* [Problem description]: Change every occurrence of "Your task" to "Instruction" in the entries below, leaving everything else unchanged.

==== Records for this exercise ====

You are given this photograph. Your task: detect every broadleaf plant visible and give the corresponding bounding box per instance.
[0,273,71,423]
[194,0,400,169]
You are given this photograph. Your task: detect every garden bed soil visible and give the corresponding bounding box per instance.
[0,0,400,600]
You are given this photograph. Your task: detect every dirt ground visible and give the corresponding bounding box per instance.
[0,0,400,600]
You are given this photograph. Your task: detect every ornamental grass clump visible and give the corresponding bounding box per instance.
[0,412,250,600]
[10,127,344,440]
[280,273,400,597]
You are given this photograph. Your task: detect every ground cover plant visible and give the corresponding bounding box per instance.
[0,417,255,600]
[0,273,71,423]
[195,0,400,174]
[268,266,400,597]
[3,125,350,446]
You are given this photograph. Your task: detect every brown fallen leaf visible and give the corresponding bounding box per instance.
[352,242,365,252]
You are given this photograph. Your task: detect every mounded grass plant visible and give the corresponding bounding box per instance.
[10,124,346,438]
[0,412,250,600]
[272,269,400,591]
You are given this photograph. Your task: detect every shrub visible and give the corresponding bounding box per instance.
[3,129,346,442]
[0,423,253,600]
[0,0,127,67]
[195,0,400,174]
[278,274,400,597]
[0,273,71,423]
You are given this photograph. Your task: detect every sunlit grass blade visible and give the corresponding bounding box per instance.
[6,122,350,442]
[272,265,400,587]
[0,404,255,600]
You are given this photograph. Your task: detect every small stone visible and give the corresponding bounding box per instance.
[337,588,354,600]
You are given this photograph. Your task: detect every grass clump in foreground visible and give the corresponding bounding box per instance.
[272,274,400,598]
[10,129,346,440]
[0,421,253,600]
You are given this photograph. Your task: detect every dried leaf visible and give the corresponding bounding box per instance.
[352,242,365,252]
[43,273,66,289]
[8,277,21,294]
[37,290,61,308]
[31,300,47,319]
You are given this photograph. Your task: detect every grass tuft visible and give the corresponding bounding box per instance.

====

* [Solution to this task]:
You are given this photograph. Instruction: detect every broadleaf plant visible and give the corresponding bounding box per instance.
[0,273,71,423]
[194,0,400,169]
You are given this photograph. Instruction: detect every garden bed soil visible and give the corresponding bounding box per instance.
[0,0,400,600]
You are given this photograph. Instruction: detect every dirt ground visible and give the corresponding bounding box per instance.
[0,0,400,600]
You are given this photograph. Instruction: detect every ornamental grass clump visible and give the corresponding bounding box per instance.
[0,412,250,600]
[10,127,344,440]
[280,273,400,597]
You are given this photograph. Instruction: detect every ground cover plant visible and give the corresponding bounding box per instance.
[0,417,255,600]
[0,273,71,423]
[195,0,400,174]
[268,266,400,597]
[3,125,350,446]
You are given this photograph. Instruction: detect every brown fallen leaf visible and give the corresponding bounding box per instance.
[352,242,365,252]
You are given this photograph. Instruction: detect every mounded grass plant visible and give the corresponding bounding box per instance.
[10,124,346,438]
[0,412,250,600]
[272,269,400,591]
You are given this photograph. Instruction: detect every shrub visible and give the corresponding bounding box per instance.
[3,129,346,442]
[0,423,253,600]
[0,0,127,67]
[195,0,400,174]
[278,274,400,597]
[0,273,71,423]
You are given this photograph. Instruction: detect every sunlit grass blade visible and give the corresponding bounding box per instance.
[6,122,350,442]
[272,265,400,587]
[0,404,255,600]
You are given this photograph. Instruction: detect every small stone visible and give the corresponding bounding box per instance.
[337,588,354,600]
You are given this photograph. Instruction: detect every grass clump in foreground visible and give the corresponding bounding box per instance.
[272,274,400,598]
[10,129,346,440]
[0,421,253,600]
You are given this photograph. Instruction: detect every dried leaf visible and give the corresponding bounding box per instance.
[352,242,365,252]
[43,273,66,289]
[8,277,21,294]
[37,290,61,308]
[31,300,47,319]
You are given this photograph. Instruction: detect every grass tuft visible and give the corresponding bounding box per instance.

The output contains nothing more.